Girls Write Now
Contributors
Our Contributors are authors, leaders, creatives, and technologists. If you can write, you can do anything. Explore our mentors, mentees, teaching artists, honorees, and silver and gold members, showcasing their unique profiles, areas of expertise, and significant contributions to our community.
Honorees
Meet our honorees—trailblazers and game-changers across fields and disciplines.
Cicely Tyson
Ms. Cicely Tyson is an actress, lecturer, activist, and one of the most respected talents in American theater and film history. From her starring role on Broadway in The Blacks (1961), to the Emmy-nominated 1999 HBO film A Lesson Before Dying, her work has garnered critical and commercial applause for more than sixty years. Her two Emmys for The Autobiography of Miss Jane Pittman made her the first African-American woman to win an Emmy for Best Actress. In 2013, Ms. Tyson won the Tony Award for Best Actress in a Play for her performance as Miss Carrie Watts in The Trip to Bountiful. A capstone achievement came in 2018, when she became the first Black woman to receive an honorary Oscar. The Board of Governors voted unanimously to honor her with the award, which came 45 years after her Academy Award nominated performance in Sounder.

● Tasks
1. From the Girls Write Now contributors page, reproduce the passage between "Girls Write Now" and "to our community.", inclusive.
2. Render this sentence from the Girls Write Now contributors page in Spanish: "In 2013, Ms. Tyson won the Tony Award for Best Actress in a Play for her performance as Miss Carrie Watts in The Trip to Bountiful."
3. Write what comes next on the Girls Write Now contributors page, picking up after its final sentence.

Rows from a dataset:
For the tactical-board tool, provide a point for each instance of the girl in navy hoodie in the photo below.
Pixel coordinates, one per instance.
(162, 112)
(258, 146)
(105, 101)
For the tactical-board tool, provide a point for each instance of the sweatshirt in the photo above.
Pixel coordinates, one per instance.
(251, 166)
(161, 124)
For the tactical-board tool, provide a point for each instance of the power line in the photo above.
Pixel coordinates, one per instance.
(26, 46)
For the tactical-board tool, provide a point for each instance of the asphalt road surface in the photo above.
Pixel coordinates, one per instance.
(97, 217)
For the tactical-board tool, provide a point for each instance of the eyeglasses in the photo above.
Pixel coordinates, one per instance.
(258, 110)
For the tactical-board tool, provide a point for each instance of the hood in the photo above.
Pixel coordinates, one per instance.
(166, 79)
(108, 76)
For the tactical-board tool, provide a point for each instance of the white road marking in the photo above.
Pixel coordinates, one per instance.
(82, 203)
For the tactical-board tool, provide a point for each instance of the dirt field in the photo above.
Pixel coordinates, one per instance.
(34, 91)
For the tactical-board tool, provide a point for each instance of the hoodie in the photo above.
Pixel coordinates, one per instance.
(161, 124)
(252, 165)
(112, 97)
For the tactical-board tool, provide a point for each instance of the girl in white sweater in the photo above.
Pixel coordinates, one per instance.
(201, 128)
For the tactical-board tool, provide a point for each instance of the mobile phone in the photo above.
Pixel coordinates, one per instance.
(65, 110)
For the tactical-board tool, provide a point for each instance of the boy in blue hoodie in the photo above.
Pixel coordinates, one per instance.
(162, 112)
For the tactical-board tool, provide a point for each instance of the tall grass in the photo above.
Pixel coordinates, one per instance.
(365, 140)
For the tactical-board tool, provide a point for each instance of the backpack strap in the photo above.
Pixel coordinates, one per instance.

● Outputs in order
1.
Girls Write Now
Contributors
Our Contributors are authors, leaders, creatives, and technologists. If you can write, you can do anything. Explore our mentors, mentees, teaching artists, honorees, and silver and gold members, showcasing their unique profiles, areas of expertise, and significant contributions to our community.

2. En 2013, la Sra. Tyson ganó el Premio Tony a la Mejor Actriz en una Obra de Teatro por su interpretación de Miss Carrie Watts en The Trip to Bountiful.

3.
Cleo Wade
Artist, Poet, Activist & Author
Cleo Wade is a friend, community builder, and the author of the books, “Heart Talk: Poetic Wisdom for a Better Life” and “Where to Begin: A small book your power to create big change.” She has been called the poet of her generation by Time Magazine and one of the 100 most creative people in business by Fast Company. Cleo sits on the board of The Lower East Side Girls Club, the National Black Theatre in Harlem, the Women’s Prison Association. When Cleo is not at home in California with her partner, Simon Kinberg, and their daughter, Memphis, she can be found traveling around the country on her sold-out book tours, which have become a safe space to laugh, cry, hug, and offer support to fellow readers. Photo Credit: Rony Alwin
Jennifer Rudolph Walsh
Jennifer Rudolph Walsh sits at the nexus of one of the world’s leading entertainment and media companies, WME. After selling her own small company to the William Morris Agency, Walsh served on the Board of Directors as the first woman ever and continued serving at WME after the company merged with Endeavor. As the head of WME’s Worldwide Literary, Lectures, and Conference Divisions, she steers the industry’s most prominent book business with the largest presence of any agency on the New York Times Best Seller List. Walsh has stewarded the careers of some of today’s most seminal literary lions. Walsh’s prestigious and best-selling client list includes authors such as Alice Munro, Arianna Huffington, Sheryl Sandberg, Ann Brashares, Sue Monk Kidd, Jeannette Walls, Elon Musk, Tom Clancy Estate, Ken Burns, Curtis Sittenfeld, Amy Bloom, Chris Matthews, Howard Schultz, Brené Brown, Janet Evanovich, and Oprah Winfrey among others. Walsh spearheaded the launch of WME’s conference division, beginning with the creation of the WME Women’s Summit, and constructing national conferences for Oprah Winfrey with The Life You Want Tour, Arianna Huffington’s Thrive, Cosmo Magazine’s Fun Fearless Life, and the premiere Christian women’s conference Women Of Faith. Most recently, Walsh is the founder of Together Live, a multicultural touring event that brings an array of thought leaders, activists, athletes, and celebrity guests to cities across the country for a night of inspired talks and interactive conversation focused on purpose, community, and social action. She also hosts a podcast, Do It on Purpose presented by Together Live. Walsh sits on the Board of Directors for the National Book Foundation. She also sits on the Board of Directors of her alma mater, Kenyon College. She lives in Manhattan with her husband and three children.
Renée Watson
Renée Watson is the New York Times bestselling, Newbery Honor and Coretta Scott King Author Award-winning author of the novels Piecing Me Together, This Side of Home, What Momma Left Me, Betty Before X, co-written with Ilyasah Shabazz, and two picture books: Harlem's Little Blackbird and A Place Where Hurricanes Happen. Renée is the founder of I, Too, Arts Collective, a nonprofit committed to nurturing underrepresented voices in the creative arts. She lives in New York City.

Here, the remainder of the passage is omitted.